[WHAT THE TASK REQUIRES]: An exact copy of the lines from the one containing "I'd like to know the position of the clear" through the end of the material is all that is wanted; transcribe only those.

[LISTED RECORDS]:
__________________________________________________

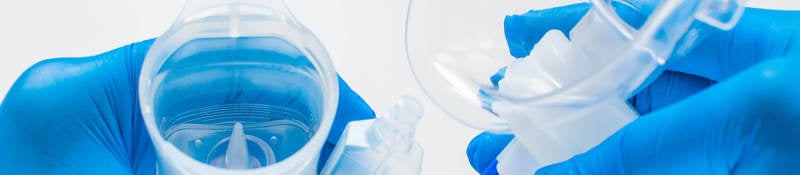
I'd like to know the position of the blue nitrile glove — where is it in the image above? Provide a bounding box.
[0,39,375,174]
[467,2,800,175]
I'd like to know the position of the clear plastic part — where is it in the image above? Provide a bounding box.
[405,0,745,174]
[405,0,746,133]
[138,0,338,174]
[321,96,424,175]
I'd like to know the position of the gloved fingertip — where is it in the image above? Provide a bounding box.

__________________________________________________

[ANSWER TO THE EXERCISE]:
I'd like to know the position of the clear plastic part — where is it in the image above? Provide a bounding box.
[405,0,745,174]
[405,0,746,133]
[138,0,338,174]
[321,96,424,175]
I'd like to know the position of the gloved fingertip — where is it in the image above? Provide a bounding box.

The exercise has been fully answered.